=== TEXT EXTRACT ===

# Me and My Sounder



## grant ashwell (Apr 24, 2007)

For years I kayak fished without a sounder. I did quite well but it was somewhat random as there are few apparent features where I fish. I progressed to a black and white which helped the focus then moved to colour. I spend at least 50% of my on water time looking at the sounder particularly around my GPS marks. Having a sounder is one thing but being physically able to see the detail is another. Mine is right at my side. I cannot see the smaller stuff with a sounder at my knees or feet.

Now the years without a sounder helped hone all the other fish finding skills. We know them all as they are well written about. I still use all these skills and leads that nature provides but try and do it in conjunction with the picture I see below the surface. For example, when I come across a bunch of Slimies frollicking on the surface as they often do at high or low tide. The sounder allows me to see if this is just the pinnacle of a much larger mass. I have options then : do I want to upgrade my bait with the jig or are there predators (or both)? The sounder gives me my trolling perameters and also may let me know what else is below. Again, it has been well documented re behaviours of bait under siege. Basically looking for tightly packed bait, holes through the middle, the wall of death or very thin tall schooling. Remember that bait may not show on the surface so finding these schools relies on the sounder--BUT birds may give the first clue (often the Mutton birds just sit on the surface when the bait is deep) as does the water surface. If you look very carefully you can see that the dapples on the water are different according to the type of bait fish just sub surface. These patches are easily identifiable once you get good at it. This is how the Mullet spotters work and they can differentiate several different types of fish. I might mark these groups of bait and return or fish it for hours. Stuff like this is worth investigating.
When using the sounder to identify particular species or individual fish, it is not done in isolation. I also factor in things like: water temperature as this will determine much of what is present ;eg large bottom marks in hot water are unlikely to be snapper even if sitting near the sea bed.
:current as some species suit current and some sit off it. I often sight Mackeral sitting stacked where the flow is.
:water colour and quality as some species prefer blue v's green and some do not care. Includes sparklers and bluebottles 
:underwater structure as some fish appear to sit up stream of structure possibly riding on a pressure wave. All fish visit structure.
:hotspots which occur as warmer variations in the ocean. Some of these hotspots are the size of a football field. I have a couple of areas that seem to regularly attract hotspots so I pay regular attention to my temp readout. This gets squewed as the sun soaks into the hull but is still relative and goes that little bit higher still when the water is warmer. I can pick it with a hand dip as well
:what others have been catching-from internet reports, other boaties or the local fish Co-op as these give me an idea as to what might be about so that I pay more attention to/for their specific characteristics.

=== RECORD EXTRACTS ===

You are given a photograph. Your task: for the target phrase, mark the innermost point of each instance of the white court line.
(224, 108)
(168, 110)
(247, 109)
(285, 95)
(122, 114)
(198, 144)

===

- _INSTRUCTIONS TO FOLLOW_:
Reproduce a passage of the sounder post verbatim, starting with "# Me and My" and going on through "knees or feet.". The records have no connection to the sounder post.

- _TASK RESPONSE_:
# Me and My Sounder



## grant ashwell (Apr 24, 2007)

For years I kayak fished without a sounder. I did quite well but it was somewhat random as there are few apparent features where I fish. I progressed to a black and white which helped the focus then moved to colour. I spend at least 50% of my on water time looking at the sounder particularly around my GPS marks. Having a sounder is one thing but being physically able to see the detail is another. Mine is right at my side. I cannot see the smaller stuff with a sounder at my knees or feet.